Aim of the task: The response should be a precise copy of every entry.

Material for the task:
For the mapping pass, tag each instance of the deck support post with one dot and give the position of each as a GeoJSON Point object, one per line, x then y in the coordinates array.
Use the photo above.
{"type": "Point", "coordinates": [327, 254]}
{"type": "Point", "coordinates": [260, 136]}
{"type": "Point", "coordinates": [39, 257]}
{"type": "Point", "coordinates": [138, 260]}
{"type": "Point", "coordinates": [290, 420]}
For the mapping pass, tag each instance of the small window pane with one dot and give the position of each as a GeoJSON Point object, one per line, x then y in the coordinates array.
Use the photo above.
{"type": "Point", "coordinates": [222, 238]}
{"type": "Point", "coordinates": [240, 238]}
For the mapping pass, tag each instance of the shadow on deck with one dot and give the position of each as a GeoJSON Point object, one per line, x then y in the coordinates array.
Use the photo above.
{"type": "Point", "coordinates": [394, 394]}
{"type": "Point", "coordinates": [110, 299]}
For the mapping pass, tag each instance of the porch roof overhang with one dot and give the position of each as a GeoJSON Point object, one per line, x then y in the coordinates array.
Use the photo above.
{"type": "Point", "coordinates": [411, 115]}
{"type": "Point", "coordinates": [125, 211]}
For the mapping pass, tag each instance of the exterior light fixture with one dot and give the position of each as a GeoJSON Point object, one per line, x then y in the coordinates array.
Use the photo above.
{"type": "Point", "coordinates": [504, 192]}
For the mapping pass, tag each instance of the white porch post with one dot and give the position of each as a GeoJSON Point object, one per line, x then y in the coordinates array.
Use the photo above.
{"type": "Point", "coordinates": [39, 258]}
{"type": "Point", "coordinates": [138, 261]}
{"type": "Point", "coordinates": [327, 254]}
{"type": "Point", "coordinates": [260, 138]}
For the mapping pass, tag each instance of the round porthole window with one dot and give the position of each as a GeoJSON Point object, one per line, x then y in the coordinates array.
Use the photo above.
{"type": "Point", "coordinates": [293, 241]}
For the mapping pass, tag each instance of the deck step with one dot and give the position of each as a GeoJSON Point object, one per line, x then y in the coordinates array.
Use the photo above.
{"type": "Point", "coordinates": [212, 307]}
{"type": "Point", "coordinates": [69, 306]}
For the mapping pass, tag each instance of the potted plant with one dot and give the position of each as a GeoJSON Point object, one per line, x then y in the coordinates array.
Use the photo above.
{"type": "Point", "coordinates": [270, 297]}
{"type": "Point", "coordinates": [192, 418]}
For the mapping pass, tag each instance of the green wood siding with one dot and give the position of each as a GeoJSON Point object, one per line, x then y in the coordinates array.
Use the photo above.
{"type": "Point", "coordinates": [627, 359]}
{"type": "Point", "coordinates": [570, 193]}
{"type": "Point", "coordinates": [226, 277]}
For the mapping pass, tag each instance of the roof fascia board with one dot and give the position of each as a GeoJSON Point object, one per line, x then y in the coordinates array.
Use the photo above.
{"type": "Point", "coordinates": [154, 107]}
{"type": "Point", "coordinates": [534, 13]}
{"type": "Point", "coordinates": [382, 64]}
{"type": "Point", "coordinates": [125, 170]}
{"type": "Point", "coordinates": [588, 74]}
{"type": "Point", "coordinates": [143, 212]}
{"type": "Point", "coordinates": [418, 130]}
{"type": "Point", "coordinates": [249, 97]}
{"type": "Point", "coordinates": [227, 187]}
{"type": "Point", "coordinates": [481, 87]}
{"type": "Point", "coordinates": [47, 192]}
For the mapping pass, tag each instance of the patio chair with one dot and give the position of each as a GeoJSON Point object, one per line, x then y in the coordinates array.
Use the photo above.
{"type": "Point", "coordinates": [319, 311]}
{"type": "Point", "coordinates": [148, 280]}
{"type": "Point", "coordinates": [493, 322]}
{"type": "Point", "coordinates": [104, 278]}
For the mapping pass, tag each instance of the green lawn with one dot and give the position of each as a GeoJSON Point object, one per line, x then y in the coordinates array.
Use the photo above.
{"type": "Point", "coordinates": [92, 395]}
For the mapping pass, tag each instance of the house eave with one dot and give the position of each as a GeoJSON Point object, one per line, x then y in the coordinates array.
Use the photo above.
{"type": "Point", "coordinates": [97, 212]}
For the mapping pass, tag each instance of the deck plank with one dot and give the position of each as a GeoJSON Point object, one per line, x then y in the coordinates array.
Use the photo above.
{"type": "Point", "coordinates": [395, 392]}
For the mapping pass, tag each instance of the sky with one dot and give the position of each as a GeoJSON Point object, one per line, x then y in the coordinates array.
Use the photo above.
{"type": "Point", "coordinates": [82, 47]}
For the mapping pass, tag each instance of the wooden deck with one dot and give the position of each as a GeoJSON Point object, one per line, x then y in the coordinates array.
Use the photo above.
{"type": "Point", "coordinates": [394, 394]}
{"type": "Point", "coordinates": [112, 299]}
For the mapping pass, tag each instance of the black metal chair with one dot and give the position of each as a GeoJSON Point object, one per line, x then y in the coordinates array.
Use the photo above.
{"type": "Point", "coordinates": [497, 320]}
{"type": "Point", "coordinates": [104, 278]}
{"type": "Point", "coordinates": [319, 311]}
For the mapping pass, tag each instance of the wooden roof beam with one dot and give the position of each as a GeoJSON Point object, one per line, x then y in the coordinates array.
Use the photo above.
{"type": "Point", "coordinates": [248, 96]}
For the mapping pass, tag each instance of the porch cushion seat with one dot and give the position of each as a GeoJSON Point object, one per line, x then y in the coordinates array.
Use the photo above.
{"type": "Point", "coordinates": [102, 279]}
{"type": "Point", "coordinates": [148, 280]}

Response box:
For the mapping pass, tag each instance of the deck support post with one dot and give the position of each as a GeoJSON Point object, one per line, x then y in the coordinates array.
Use the photo above.
{"type": "Point", "coordinates": [327, 254]}
{"type": "Point", "coordinates": [260, 136]}
{"type": "Point", "coordinates": [39, 257]}
{"type": "Point", "coordinates": [138, 260]}
{"type": "Point", "coordinates": [290, 420]}
For the mapping pass, tag each instance of the small window pane with one dot and give the position of each as a GeoJSON Point object, one per line, x then y in the coordinates array.
Use the photo above.
{"type": "Point", "coordinates": [222, 238]}
{"type": "Point", "coordinates": [240, 238]}
For the mapping pass, tag each instance of the shadow on deck with one dot and give the position of each as a GeoJSON Point object, one per line, x then y in the coordinates array.
Use the photo above.
{"type": "Point", "coordinates": [394, 394]}
{"type": "Point", "coordinates": [110, 299]}
For the mapping pass, tag each instance of the porch roof overhang with one dot and give the position of each as a GeoJSON Point object, one per line, x then y in the coordinates array.
Use the photo above.
{"type": "Point", "coordinates": [411, 115]}
{"type": "Point", "coordinates": [125, 211]}
For the mapping pass, tag each instance of the exterior light fixture with one dot and give the position of each as a GeoJSON Point object, one per line, x then y in the coordinates array.
Use the photo above.
{"type": "Point", "coordinates": [504, 192]}
For the mapping pass, tag each instance of the white porch post with one dot and give the position of each as a GeoJSON Point object, one per line, x then y in the coordinates array.
Use the photo above.
{"type": "Point", "coordinates": [39, 258]}
{"type": "Point", "coordinates": [138, 261]}
{"type": "Point", "coordinates": [327, 254]}
{"type": "Point", "coordinates": [260, 138]}
For the mapping pass, tag each instance of the round porthole window with one dot and give the position of each as a GeoJSON Point object, one per line, x then y in the coordinates array.
Use the photo above.
{"type": "Point", "coordinates": [293, 241]}
For the mapping pass, tag each instance of the deck step with one dot and give the position of each as a GeoJSON Point object, one per line, x then y in the coordinates array.
Use the photo above.
{"type": "Point", "coordinates": [212, 307]}
{"type": "Point", "coordinates": [69, 306]}
For the mapping pass, tag each instance of the potted plant with one dot and give the position of each as a GeoJSON Point object, one per line, x then y in the coordinates array.
Use the photo above.
{"type": "Point", "coordinates": [270, 297]}
{"type": "Point", "coordinates": [192, 418]}
For the mapping pass, tag each instance of the green wood siding with one dot and give the position of each as a GeoJSON Point object, one per line, x then y in the coordinates array.
Use the photo above.
{"type": "Point", "coordinates": [627, 359]}
{"type": "Point", "coordinates": [570, 193]}
{"type": "Point", "coordinates": [226, 277]}
For the mapping pass, tag each instance of the roof fascia board with one dot and give the position of each as a GeoJSON Point object, one per line, x then y in the coordinates array.
Use the photo above.
{"type": "Point", "coordinates": [154, 107]}
{"type": "Point", "coordinates": [534, 13]}
{"type": "Point", "coordinates": [382, 64]}
{"type": "Point", "coordinates": [125, 170]}
{"type": "Point", "coordinates": [588, 74]}
{"type": "Point", "coordinates": [143, 212]}
{"type": "Point", "coordinates": [418, 130]}
{"type": "Point", "coordinates": [249, 97]}
{"type": "Point", "coordinates": [227, 187]}
{"type": "Point", "coordinates": [481, 87]}
{"type": "Point", "coordinates": [47, 192]}
For the mapping pass, tag each instance of the patio chair with one dot and give the position of each as a GeoJSON Point object, one per line, x then y in the coordinates array.
Use the photo above.
{"type": "Point", "coordinates": [319, 311]}
{"type": "Point", "coordinates": [148, 280]}
{"type": "Point", "coordinates": [493, 322]}
{"type": "Point", "coordinates": [104, 278]}
For the mapping pass, tag each instance of the green lawn with one dot and give the position of each as a GeoJSON Point object, one per line, x then y in the coordinates array.
Use the photo above.
{"type": "Point", "coordinates": [92, 395]}
For the mapping pass, tag each instance of the house eave with one dot and give the position of each as a GeoJSON Point object, one per line, x then y in the coordinates array.
Use the photo above.
{"type": "Point", "coordinates": [97, 212]}
For the mapping pass, tag each instance of the deck plank with one dot and give the position of each as a GeoJSON Point object, one per line, x then y in the coordinates array.
Use the photo above.
{"type": "Point", "coordinates": [395, 392]}
For the mapping pass, tag each instance of the sky with one dot and give the position of each as a GeoJSON Point object, one per line, x then y in the coordinates array.
Use the photo above.
{"type": "Point", "coordinates": [82, 47]}
For the mapping pass, tag each instance of the wooden deck with one dot and give the position of each as a GeoJSON Point object, one per line, x then y in the coordinates array.
Use the photo above.
{"type": "Point", "coordinates": [394, 394]}
{"type": "Point", "coordinates": [112, 299]}
For the mapping pass, tag each instance of the black metal chair with one dot and give the position of each as a GeoJSON Point object, one per line, x then y in the coordinates array.
Use the photo above.
{"type": "Point", "coordinates": [497, 320]}
{"type": "Point", "coordinates": [104, 278]}
{"type": "Point", "coordinates": [319, 311]}
For the mapping pass, tag each instance of the wooden roof beam with one dot and give the position of each as a GeoJSON Point object, one per line, x then y in the coordinates array.
Use the photo above.
{"type": "Point", "coordinates": [248, 96]}
For the mapping pass, tag each instance of the porch cushion seat with one dot and give the position of each as a GeoJSON Point object, one per line, x then y in the coordinates array.
Use the photo above.
{"type": "Point", "coordinates": [102, 279]}
{"type": "Point", "coordinates": [148, 280]}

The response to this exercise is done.